**TASK TO COMPLETE:** Scan the entries for the word "sleeve". Every line that has it should be copied.

+++ SOURCE MATERIAL

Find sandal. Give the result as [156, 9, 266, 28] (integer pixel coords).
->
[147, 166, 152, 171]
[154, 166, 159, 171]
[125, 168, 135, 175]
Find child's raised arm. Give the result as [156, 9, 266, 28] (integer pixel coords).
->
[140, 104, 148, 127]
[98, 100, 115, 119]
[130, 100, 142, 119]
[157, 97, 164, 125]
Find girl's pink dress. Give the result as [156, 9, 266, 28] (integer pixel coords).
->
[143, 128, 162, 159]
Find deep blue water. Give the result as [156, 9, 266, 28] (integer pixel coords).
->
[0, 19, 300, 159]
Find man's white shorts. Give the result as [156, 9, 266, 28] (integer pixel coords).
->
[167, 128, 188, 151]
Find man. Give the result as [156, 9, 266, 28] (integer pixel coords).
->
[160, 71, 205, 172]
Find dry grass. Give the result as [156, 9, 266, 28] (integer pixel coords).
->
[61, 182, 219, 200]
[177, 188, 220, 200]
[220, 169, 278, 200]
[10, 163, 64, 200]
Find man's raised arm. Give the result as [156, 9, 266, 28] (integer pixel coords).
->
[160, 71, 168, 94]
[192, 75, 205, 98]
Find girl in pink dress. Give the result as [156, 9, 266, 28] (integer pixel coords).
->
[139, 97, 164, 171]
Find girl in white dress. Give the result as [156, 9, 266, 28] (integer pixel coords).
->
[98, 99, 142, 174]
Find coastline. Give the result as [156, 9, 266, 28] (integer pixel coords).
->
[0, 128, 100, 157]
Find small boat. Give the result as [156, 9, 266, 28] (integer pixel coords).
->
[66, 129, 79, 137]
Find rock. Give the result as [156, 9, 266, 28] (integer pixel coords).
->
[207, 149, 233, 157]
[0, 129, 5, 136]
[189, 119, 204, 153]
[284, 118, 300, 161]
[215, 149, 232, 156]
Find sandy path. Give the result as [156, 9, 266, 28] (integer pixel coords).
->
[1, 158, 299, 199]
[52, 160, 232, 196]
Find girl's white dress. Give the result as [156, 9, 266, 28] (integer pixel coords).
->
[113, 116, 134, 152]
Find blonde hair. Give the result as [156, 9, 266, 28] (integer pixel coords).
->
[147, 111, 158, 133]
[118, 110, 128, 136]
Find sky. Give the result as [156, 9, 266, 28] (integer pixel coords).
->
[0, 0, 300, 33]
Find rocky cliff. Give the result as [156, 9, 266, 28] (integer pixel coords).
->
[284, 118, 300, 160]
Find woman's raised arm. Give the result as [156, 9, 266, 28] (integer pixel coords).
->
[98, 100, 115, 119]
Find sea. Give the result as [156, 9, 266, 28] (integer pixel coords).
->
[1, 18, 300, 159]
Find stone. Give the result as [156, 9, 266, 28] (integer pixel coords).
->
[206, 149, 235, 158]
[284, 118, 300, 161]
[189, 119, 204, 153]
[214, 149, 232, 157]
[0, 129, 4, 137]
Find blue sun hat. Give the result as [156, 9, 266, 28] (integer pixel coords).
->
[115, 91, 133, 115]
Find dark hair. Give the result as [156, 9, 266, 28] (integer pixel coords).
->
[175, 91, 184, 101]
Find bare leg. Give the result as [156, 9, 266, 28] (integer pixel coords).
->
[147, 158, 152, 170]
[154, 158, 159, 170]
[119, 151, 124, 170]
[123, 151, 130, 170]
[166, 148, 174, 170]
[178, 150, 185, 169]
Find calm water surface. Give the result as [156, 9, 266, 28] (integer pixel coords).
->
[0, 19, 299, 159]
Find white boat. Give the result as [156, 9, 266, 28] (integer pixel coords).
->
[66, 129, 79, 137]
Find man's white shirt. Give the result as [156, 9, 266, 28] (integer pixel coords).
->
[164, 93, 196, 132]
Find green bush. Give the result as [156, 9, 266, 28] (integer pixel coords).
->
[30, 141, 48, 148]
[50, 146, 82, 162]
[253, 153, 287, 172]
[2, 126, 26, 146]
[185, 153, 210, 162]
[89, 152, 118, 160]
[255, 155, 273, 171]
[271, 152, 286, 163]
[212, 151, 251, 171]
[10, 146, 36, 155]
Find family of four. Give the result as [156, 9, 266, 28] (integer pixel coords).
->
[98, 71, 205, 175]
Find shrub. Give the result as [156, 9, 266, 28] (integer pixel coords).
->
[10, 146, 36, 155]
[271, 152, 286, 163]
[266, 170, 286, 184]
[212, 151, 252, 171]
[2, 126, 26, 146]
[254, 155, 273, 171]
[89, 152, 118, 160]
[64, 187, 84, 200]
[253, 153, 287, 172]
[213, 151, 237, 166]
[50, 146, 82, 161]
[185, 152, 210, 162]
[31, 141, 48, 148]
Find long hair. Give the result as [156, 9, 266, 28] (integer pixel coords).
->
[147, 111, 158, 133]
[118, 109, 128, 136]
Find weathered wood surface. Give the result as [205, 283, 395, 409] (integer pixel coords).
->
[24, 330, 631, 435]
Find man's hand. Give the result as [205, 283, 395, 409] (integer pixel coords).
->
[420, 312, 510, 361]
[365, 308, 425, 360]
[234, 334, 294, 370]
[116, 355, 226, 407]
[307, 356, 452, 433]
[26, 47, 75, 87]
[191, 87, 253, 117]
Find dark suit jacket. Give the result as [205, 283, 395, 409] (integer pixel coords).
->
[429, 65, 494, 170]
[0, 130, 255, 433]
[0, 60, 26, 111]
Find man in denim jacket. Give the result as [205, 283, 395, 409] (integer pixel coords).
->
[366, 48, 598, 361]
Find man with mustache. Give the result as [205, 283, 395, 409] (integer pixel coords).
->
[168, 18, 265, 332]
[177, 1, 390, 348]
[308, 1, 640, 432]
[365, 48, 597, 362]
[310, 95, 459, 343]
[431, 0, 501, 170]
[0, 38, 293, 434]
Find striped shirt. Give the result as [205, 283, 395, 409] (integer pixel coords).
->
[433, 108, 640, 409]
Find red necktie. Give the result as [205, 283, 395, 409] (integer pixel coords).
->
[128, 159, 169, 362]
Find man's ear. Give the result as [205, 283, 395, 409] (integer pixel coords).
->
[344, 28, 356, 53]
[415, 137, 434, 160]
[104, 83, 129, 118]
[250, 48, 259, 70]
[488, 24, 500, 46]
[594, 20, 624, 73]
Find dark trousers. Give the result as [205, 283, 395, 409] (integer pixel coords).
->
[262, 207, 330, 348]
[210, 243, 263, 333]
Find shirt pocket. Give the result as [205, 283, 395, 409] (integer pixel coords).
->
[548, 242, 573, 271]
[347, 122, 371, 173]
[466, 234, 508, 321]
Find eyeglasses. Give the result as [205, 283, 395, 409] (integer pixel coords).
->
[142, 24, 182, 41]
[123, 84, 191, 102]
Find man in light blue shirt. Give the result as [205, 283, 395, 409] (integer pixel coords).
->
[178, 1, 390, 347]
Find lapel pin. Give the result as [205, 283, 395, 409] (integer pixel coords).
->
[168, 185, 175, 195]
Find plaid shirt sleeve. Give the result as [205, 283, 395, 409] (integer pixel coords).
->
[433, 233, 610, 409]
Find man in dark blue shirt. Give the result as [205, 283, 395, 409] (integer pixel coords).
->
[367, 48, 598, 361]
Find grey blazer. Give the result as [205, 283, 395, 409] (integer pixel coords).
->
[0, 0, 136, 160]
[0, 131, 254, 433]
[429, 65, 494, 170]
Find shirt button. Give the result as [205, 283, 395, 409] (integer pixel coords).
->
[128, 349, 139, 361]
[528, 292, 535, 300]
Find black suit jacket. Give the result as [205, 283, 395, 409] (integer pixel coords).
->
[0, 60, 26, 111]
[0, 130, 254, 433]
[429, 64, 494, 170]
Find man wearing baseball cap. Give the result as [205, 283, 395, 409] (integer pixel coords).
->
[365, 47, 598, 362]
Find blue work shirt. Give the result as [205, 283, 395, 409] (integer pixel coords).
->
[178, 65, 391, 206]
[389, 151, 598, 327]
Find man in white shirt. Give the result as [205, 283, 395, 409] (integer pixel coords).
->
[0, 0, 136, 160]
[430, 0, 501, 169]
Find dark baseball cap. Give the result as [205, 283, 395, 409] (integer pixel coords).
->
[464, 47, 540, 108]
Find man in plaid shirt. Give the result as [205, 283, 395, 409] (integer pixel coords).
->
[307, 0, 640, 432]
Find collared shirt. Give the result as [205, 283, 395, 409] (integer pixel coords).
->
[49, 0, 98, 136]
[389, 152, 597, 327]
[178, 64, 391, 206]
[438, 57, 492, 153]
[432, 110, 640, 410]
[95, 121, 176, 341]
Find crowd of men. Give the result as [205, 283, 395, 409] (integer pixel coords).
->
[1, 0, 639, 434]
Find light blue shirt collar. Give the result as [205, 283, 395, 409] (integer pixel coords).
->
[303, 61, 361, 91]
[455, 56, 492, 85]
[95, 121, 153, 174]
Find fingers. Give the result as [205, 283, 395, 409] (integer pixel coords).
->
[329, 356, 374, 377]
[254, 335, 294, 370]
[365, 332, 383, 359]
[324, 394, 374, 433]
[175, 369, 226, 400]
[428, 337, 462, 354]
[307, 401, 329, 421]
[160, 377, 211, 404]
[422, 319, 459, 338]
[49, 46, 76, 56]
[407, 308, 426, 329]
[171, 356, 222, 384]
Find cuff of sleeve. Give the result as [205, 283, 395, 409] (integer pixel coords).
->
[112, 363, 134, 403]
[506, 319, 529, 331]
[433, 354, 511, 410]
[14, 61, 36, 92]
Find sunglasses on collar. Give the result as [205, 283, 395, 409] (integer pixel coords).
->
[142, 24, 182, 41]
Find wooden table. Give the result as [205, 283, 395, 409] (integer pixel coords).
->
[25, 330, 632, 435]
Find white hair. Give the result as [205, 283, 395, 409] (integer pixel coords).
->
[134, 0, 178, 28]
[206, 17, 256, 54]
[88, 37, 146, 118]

++++++
+++ SOURCE MATERIAL

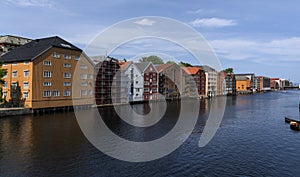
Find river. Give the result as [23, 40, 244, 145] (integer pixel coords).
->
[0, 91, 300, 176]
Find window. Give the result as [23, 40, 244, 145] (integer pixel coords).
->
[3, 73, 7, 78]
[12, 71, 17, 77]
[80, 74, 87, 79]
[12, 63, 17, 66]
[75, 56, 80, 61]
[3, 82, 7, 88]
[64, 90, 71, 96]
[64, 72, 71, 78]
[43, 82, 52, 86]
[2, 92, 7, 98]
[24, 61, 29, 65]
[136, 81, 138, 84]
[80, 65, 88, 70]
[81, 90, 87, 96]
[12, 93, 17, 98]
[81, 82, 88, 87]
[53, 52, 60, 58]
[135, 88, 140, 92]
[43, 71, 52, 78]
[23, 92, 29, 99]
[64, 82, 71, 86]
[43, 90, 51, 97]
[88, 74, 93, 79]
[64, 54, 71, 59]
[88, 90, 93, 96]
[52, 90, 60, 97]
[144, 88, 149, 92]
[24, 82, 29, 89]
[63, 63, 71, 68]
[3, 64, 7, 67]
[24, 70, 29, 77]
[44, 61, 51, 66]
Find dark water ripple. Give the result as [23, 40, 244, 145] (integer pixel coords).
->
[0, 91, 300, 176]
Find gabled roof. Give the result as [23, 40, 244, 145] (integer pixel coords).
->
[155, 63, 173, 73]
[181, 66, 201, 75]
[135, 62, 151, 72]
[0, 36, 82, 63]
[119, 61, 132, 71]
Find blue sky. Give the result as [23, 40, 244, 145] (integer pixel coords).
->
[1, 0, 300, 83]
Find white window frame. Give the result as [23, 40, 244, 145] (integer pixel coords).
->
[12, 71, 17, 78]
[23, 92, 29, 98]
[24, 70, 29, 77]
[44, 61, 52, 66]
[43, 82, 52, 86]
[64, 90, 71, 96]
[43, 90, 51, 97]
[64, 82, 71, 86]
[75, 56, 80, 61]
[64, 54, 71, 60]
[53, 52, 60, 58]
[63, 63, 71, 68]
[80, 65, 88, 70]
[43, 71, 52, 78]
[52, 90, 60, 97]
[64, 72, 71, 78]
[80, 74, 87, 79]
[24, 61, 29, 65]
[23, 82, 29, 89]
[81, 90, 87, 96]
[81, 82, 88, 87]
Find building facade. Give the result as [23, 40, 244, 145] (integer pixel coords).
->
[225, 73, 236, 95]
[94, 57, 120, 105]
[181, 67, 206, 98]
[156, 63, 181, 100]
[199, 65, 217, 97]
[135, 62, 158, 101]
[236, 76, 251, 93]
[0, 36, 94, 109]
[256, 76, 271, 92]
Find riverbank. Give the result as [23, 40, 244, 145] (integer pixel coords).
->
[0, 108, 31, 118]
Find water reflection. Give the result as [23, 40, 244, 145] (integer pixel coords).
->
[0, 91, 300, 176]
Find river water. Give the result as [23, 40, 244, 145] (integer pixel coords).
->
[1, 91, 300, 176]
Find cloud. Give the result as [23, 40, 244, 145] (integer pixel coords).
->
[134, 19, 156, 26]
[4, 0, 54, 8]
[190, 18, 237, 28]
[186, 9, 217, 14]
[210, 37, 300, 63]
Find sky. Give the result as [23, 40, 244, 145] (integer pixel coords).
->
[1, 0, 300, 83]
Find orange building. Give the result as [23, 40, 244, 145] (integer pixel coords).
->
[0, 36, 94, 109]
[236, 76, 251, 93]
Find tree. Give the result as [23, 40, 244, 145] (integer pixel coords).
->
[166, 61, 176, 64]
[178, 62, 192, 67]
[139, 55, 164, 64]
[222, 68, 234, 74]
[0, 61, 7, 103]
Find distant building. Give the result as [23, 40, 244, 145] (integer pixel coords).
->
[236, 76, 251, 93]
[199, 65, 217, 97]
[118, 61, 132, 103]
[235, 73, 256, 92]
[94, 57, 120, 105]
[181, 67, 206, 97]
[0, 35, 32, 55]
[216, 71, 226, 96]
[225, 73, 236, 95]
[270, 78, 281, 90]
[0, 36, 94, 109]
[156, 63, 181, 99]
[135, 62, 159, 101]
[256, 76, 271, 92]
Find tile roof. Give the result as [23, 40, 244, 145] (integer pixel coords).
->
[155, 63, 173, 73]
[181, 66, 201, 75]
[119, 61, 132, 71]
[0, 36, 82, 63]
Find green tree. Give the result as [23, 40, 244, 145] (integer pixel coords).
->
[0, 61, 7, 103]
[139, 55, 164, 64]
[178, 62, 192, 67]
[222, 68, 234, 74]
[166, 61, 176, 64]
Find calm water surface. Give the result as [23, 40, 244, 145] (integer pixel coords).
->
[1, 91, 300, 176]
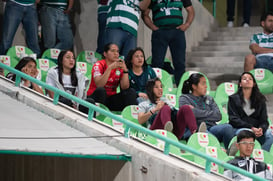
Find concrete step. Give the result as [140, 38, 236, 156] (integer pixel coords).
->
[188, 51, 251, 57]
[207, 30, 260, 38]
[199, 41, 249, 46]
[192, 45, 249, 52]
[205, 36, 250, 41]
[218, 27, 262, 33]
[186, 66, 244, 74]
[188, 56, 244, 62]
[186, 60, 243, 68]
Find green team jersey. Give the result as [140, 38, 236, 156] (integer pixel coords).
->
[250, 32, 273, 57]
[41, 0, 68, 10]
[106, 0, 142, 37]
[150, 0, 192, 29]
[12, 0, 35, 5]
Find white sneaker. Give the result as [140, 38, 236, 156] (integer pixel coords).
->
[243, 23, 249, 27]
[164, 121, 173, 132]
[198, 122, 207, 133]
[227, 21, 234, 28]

++++++

**ANSWER BOX:**
Find plaid shirt sleeve. Give the result as [205, 283, 395, 409] (integer pixel coords).
Find cuff of sleeve. Give the result as [205, 283, 395, 409] (integer pixel coords).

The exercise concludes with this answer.